Rund 600.000 Menschen werden in Wien nicht wählen können | Für sie sind wir immer noch „Arbeitskräfte“
| Adem Hüyük
Am 27. April werden die Einwohner Wiens, aber nur jene mit „österreichischer Staatsbürgerschaft“, zu den Urnen gehen, um einen neuen Gemeinderat, ein neues Landesparlament und die Bezirksvertretungen zu wählen.
Bei den Wiener Landtagswahlen am Sonntag, den 11. Oktober 2020, durften rund 30,1 % der Wahlberechtigten aufgrund ihrer fehlenden österreichischen Staatsbürgerschaft nicht wählen. Mehr als die Hälfte dieser Personen lebt jedoch seit über zehn Jahren in Wien.
Laut Statistiken aus dem Jahr 2020 konnten 571.900 Menschen in Wien nicht wählen. Landesweit hatten 1,2 Millionen Menschen kein Wahlrecht.
Diese Situation führt dazu, dass Migranten ohne Wahlrecht weniger Interesse an Gesellschaft und Politik in dem Land zeigen, in dem sie seit vielen Jahren leben. Es entsteht das Gefühl, dass sie keinen Einfluss auf den politischen und kulturellen Aufbau des gemeinsamen Lebens haben.
Unabhängig von einer Lockerung der strengen Regeln zur Erlangung der österreichischen Staatsbürgerschaft könnte das Wahlrecht von der Staatsbürgerschaft entkoppelt werden.
Wie Beispiele aus vielen Ländern der Welt zeigen, sollten Menschen, die eine bestimmte Zeit im Land gelebt haben und dort steuerpflichtig sind, das Recht haben, an allgemeinen und lokalen Wahlen teilzunehmen.

———

**PFLICHTAUFGABEN:**
1 - Prüfe, ob diese Aussagen zum Text zum Wahlrecht in Wien passen: (a) Bei der Wahl am 27. April dürfen nur Einwohner Wiens mit österreichischer Staatsbürgerschaft wählen. (b) Landesweit hatten 1,2 Millionen Menschen kein Wahlrecht. (c) Weniger als die Hälfte der Betroffenen lebt seit über zehn Jahren in Wien. Antworte jeweils mit Ja oder Nein und zitiere die entscheidenden Worte aus dem Text wörtlich.
2 - Schreib den Abschnitt aus dem Text zum Wahlrecht in Wien neu, der mit „Bei den Wiener“ beginnt und nach „gemeinsamen Lebens haben.“ endet, und ersetze darin „Migranten“ durch „Zugewanderte“.
Für die Arbeit mit dem Text zum Wahlrecht in Wien spielen die Einträge keine Rolle.

Einträge zur Positionsbestimmung

———

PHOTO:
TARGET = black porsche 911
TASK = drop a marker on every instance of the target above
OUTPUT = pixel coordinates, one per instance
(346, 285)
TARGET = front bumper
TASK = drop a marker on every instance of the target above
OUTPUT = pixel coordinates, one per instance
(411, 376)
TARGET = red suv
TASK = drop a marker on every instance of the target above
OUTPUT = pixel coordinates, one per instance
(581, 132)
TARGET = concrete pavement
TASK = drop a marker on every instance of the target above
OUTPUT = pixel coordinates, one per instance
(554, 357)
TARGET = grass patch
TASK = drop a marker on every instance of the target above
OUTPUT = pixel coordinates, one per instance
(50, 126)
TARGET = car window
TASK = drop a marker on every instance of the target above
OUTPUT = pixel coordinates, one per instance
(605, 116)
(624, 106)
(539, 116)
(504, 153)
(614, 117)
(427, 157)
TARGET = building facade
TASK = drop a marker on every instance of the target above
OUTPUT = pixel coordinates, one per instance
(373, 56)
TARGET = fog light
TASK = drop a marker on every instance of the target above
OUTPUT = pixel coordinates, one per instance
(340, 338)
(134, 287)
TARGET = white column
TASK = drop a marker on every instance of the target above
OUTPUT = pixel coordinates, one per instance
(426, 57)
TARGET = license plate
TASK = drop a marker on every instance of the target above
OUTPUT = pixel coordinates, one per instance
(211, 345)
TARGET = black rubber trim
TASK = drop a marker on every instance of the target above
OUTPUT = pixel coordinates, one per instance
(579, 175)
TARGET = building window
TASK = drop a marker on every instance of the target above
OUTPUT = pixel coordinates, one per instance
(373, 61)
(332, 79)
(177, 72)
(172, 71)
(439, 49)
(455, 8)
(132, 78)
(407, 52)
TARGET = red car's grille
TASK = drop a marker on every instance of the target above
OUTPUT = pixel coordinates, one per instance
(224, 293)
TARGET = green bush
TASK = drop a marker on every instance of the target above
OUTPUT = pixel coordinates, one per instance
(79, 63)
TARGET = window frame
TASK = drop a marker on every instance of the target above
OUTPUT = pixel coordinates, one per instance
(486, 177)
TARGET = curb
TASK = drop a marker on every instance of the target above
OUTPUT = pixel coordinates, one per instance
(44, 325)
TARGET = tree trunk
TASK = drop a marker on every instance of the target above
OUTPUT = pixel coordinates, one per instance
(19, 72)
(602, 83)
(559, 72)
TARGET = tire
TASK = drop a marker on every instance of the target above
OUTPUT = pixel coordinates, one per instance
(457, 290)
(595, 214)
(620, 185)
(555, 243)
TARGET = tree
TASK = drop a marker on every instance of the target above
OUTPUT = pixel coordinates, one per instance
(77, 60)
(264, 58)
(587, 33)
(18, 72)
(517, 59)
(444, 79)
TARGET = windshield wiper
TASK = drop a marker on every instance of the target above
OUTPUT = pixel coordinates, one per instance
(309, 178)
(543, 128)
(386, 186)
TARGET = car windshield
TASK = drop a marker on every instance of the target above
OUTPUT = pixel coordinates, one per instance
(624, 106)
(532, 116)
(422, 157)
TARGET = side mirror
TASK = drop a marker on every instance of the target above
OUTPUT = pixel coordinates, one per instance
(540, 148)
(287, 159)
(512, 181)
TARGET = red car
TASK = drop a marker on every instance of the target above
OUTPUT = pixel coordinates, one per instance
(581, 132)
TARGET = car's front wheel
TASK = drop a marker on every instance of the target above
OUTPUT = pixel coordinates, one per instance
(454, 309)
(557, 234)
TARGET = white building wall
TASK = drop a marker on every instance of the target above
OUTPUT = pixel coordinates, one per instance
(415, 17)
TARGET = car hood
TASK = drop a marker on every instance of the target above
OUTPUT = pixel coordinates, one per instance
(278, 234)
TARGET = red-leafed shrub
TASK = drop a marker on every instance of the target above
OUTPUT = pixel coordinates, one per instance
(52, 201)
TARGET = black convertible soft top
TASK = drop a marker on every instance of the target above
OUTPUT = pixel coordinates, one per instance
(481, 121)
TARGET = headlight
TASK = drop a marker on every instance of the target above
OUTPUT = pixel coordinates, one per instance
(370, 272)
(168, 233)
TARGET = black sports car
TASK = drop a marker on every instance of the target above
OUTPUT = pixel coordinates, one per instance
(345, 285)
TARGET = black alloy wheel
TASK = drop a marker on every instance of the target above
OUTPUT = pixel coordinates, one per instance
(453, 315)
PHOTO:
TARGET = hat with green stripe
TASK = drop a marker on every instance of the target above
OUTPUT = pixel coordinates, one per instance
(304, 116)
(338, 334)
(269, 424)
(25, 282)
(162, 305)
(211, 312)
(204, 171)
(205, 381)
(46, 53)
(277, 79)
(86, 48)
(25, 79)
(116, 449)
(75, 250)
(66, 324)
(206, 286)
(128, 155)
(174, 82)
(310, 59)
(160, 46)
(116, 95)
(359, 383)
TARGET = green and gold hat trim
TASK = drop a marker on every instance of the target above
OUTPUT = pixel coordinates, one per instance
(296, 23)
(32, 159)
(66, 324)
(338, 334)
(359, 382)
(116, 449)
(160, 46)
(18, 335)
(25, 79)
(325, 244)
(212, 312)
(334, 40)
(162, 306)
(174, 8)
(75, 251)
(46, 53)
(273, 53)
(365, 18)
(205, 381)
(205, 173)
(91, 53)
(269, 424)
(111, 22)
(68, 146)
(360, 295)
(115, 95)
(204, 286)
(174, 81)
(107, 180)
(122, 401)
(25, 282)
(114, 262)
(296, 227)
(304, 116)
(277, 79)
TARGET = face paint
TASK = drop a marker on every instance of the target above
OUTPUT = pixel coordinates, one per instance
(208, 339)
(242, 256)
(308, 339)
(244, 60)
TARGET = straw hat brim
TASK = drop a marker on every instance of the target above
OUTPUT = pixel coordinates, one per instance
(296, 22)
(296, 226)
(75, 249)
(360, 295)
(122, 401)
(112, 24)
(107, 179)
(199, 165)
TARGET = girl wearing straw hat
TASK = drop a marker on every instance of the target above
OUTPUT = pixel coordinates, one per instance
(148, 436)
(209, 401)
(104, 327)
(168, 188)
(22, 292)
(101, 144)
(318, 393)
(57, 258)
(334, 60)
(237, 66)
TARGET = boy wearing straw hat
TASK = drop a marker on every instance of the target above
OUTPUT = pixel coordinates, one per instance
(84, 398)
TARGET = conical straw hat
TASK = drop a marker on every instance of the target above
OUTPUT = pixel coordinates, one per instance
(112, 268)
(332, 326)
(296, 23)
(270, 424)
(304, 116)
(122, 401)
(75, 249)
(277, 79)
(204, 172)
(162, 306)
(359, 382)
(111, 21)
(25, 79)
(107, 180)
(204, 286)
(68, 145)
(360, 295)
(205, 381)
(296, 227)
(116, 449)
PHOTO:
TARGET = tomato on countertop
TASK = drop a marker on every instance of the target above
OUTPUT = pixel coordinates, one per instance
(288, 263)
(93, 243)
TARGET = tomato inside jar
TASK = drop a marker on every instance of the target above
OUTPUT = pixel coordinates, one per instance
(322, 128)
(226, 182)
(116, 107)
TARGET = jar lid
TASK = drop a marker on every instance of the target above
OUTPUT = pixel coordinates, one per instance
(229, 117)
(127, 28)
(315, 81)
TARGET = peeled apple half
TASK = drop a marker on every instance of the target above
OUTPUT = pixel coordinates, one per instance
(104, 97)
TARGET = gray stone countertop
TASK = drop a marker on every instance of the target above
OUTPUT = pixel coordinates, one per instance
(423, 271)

———

**ANTWORTEN JE AUFGABE:**
1 -
(a) Ja: „aber nur jene mit „österreichischer Staatsbürgerschaft“, zu den Urnen gehen“
(b) Ja: „Landesweit hatten 1,2 Millionen Menschen kein Wahlrecht.“
(c) Nein: „Mehr als die Hälfte dieser Personen lebt jedoch seit über zehn Jahren in Wien.“

2 -
Bei den Wiener Landtagswahlen am Sonntag, den 11. Oktober 2020, durften rund 30,1 % der Wahlberechtigten aufgrund ihrer fehlenden österreichischen Staatsbürgerschaft nicht wählen. Mehr als die Hälfte dieser Personen lebt jedoch seit über zehn Jahren in Wien.
Laut Statistiken aus dem Jahr 2020 konnten 571.900 Menschen in Wien nicht wählen. Landesweit hatten 1,2 Millionen Menschen kein Wahlrecht.
Diese Situation führt dazu, dass Zugewanderte ohne Wahlrecht weniger Interesse an Gesellschaft und Politik in dem Land zeigen, in dem sie seit vielen Jahren leben. Es entsteht das Gefühl, dass sie keinen Einfluss auf den politischen und kulturellen Aufbau des gemeinsamen Lebens haben.